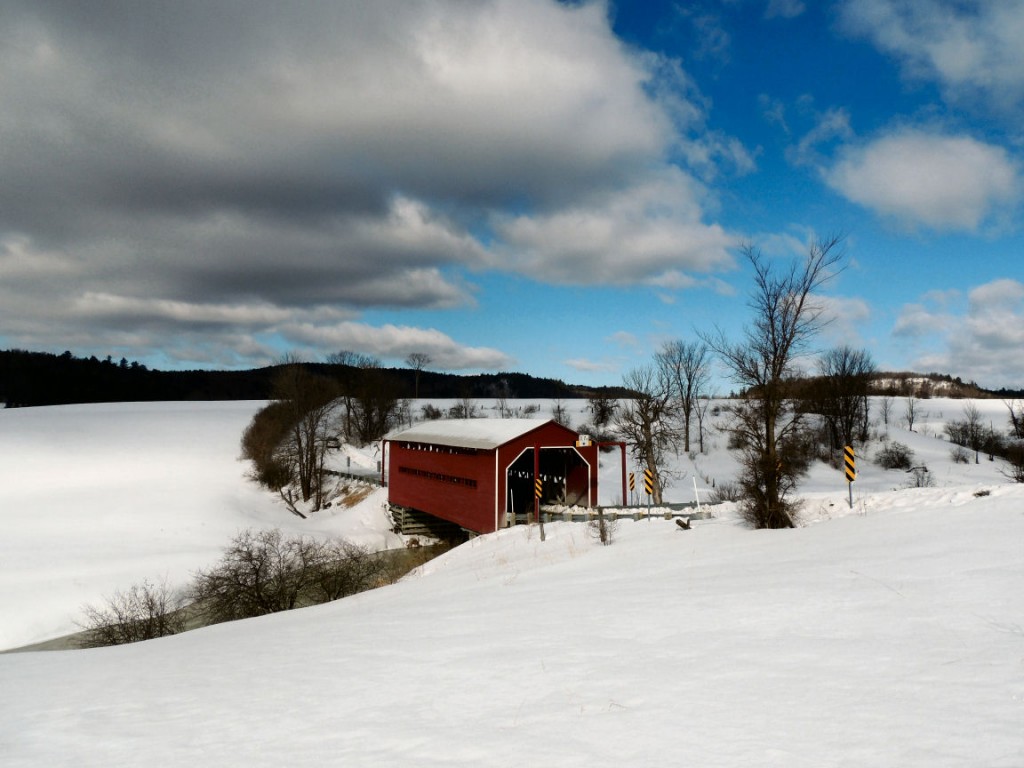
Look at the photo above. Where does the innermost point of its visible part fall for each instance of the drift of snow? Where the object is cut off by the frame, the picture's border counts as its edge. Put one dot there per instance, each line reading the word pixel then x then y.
pixel 892 634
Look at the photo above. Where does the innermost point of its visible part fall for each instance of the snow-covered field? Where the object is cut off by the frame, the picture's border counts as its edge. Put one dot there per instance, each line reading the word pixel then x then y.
pixel 890 635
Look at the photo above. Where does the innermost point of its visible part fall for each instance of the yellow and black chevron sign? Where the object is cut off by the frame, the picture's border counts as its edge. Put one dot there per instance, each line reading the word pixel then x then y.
pixel 851 465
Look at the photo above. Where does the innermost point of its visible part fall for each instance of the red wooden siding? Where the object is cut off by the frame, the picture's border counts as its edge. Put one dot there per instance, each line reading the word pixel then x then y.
pixel 468 485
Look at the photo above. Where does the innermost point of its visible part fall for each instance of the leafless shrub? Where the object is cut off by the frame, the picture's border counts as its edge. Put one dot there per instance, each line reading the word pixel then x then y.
pixel 894 456
pixel 921 477
pixel 264 572
pixel 145 611
pixel 603 527
pixel 960 455
pixel 725 492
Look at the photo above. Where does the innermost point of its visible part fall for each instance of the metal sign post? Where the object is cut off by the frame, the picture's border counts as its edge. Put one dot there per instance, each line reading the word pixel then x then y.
pixel 648 486
pixel 851 470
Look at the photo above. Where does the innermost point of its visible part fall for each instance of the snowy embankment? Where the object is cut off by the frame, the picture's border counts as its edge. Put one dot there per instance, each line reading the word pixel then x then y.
pixel 890 638
pixel 892 634
pixel 96 498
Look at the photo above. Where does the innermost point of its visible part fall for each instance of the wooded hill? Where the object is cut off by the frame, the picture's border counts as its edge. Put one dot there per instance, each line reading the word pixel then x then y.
pixel 45 379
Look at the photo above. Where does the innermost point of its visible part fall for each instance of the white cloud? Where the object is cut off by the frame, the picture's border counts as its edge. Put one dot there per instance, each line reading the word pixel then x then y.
pixel 396 342
pixel 919 178
pixel 969 48
pixel 651 232
pixel 186 167
pixel 980 340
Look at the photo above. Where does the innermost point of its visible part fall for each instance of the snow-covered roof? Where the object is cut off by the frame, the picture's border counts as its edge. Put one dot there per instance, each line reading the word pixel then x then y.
pixel 476 433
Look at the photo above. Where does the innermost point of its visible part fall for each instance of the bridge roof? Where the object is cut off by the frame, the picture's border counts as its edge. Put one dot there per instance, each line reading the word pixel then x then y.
pixel 475 433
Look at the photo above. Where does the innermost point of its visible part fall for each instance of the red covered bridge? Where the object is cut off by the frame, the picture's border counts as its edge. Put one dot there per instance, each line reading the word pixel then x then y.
pixel 479 473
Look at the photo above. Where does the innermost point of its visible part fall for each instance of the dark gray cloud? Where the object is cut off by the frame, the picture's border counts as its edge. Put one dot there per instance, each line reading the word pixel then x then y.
pixel 236 166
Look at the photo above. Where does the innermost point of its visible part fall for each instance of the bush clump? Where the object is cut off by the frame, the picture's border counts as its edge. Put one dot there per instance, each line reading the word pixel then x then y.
pixel 895 456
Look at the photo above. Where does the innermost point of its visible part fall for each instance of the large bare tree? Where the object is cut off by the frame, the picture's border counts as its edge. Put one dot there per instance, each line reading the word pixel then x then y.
pixel 687 366
pixel 767 426
pixel 309 404
pixel 646 421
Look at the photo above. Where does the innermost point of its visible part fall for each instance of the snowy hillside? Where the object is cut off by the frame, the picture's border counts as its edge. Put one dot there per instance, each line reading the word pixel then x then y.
pixel 890 635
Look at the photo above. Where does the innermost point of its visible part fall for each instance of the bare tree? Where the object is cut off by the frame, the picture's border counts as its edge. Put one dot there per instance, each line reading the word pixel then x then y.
□ □ □
Reproduce every line of the records above verbatim, leaving out the pictures.

Look at the photo above. Where does the innermost point of its visible part fall for each instance of the drift of snow? Where the object is cut off by the frame, the picture's border counts as its edge. Put one dot there per instance, each line reading the word pixel then x then y.
pixel 892 634
Look at the photo above. Where does the innermost point of its visible part fall for each instance of the snow-covered field? Where the object is cut off by the frame, the picture's border counts as its edge. Put one dot there per instance, each line reading the word pixel then x then y.
pixel 890 635
Look at the photo above. Where does the innermost point of its visible part fall for each instance of the yellow and black chevron sign? Where the object is cut off by the frame, the picture's border counts as its edge. Put one dot there per instance, each line reading the word pixel then x then y.
pixel 851 465
Look at the photo above. Where does the innermost point of its visible part fall for each instance of the red wooden siding? Where the object is cut off by the frame, the picture's border counts as its edge. Put one dot there per instance, each line reading the word pixel then x then y.
pixel 468 485
Look at the photo above. Where does the innermost point of its visible part fall for each instance of the leafless shrub? Where the object is cut off by the frame, the picture's border counts as its edge. Put one dot there per instance, each line reading the word pixel then x then y.
pixel 894 456
pixel 921 477
pixel 264 572
pixel 145 611
pixel 603 527
pixel 960 455
pixel 725 492
Look at the photo above. Where does the innermost point of its visible part fall for each instance of the metal sign post? Where the object is cut off by the frame, the picture's border counts as its edge. Put one dot there per instance, each line reading the word pixel then x then y.
pixel 648 486
pixel 851 470
Look at the photo above. Where does the innermost point of its visible part fall for each instance of the snowy embankment? Where the object is cut off by the frame, the picture's border counts as its edge. Put one dot there per instance, each line reading the word pixel then x then y.
pixel 890 638
pixel 892 634
pixel 96 498
Look at the photo above. Where does the innermost point of its visible part fall for each instance of the wooded hill? Where the object is cut off by the frame, the picture's border counts as its edge. Put one dot there per instance, each line reading the word pixel then x then y.
pixel 45 379
Look at the photo above. Where does the innermost point of its visible part fall for each instance of the white cloud? Where the object is cut off by the frame, the picture's border counts as its edge. Put one dot there per instance, each line reading the word pixel then x then y.
pixel 396 342
pixel 919 178
pixel 969 48
pixel 651 232
pixel 186 167
pixel 980 340
Look at the photo above. Where does the innermost point of its visible part fall for each instance of the snow-covered roof? Where the object is cut off by the frame, the picture's border counts as its edge. Put one dot there per instance, each line reading the word pixel then x then y.
pixel 476 433
Look at the photo above. Where does the innermost point of its visible part fall for each instance of the bridge roof? Where the object is cut off by the frame, the picture's border counts as its edge. Put one dot there per instance, each line reading the word pixel then x then y.
pixel 475 433
Look at the photo above. Where does the innermost point of its visible part fall for each instance of the red covered bridge? Where the object is cut off by the frame, the picture's border counts as its edge. Put one dot there per instance, each line reading the word pixel then x then y.
pixel 479 473
Look at the photo above. Where does the innermost point of its visible part fall for each instance of the dark gray cloud? Where the object is cut off by the frame, the picture's border counts as its edge. Put one dot there per instance, each line reading the word pixel then x then y.
pixel 236 166
Look at the photo above. Where does the innermost point of its visible part fall for each instance of the bush clump? Where the object is cut off by the frame, the picture's border counts as its edge. Put one dot there per instance, each line reading the word pixel then x then y.
pixel 895 456
Look at the photo above. Where does the innermost point of its visible part fall for each instance of the large bare tree? Where the object is cut off by the frame, the picture's border counts as its edge. Put one dot there per instance, each line reading the word pixel then x then y.
pixel 687 366
pixel 767 426
pixel 309 404
pixel 646 421
Look at the photo above. Where does the innermost point of its visible part fall for each instance of the snowy hillside? Where the object is cut off by the frame, the picture's border counts as its edge. Put one dot there per instance, each line reading the word pixel then x then y.
pixel 890 635
Look at the photo above. Where does the innermost point of its visible part fall for each instance of the bare tree? Where the object is cut off by the frame, the picture's border counts as its edge. Put one dot there per instance, each line reading the word pixel then x then y.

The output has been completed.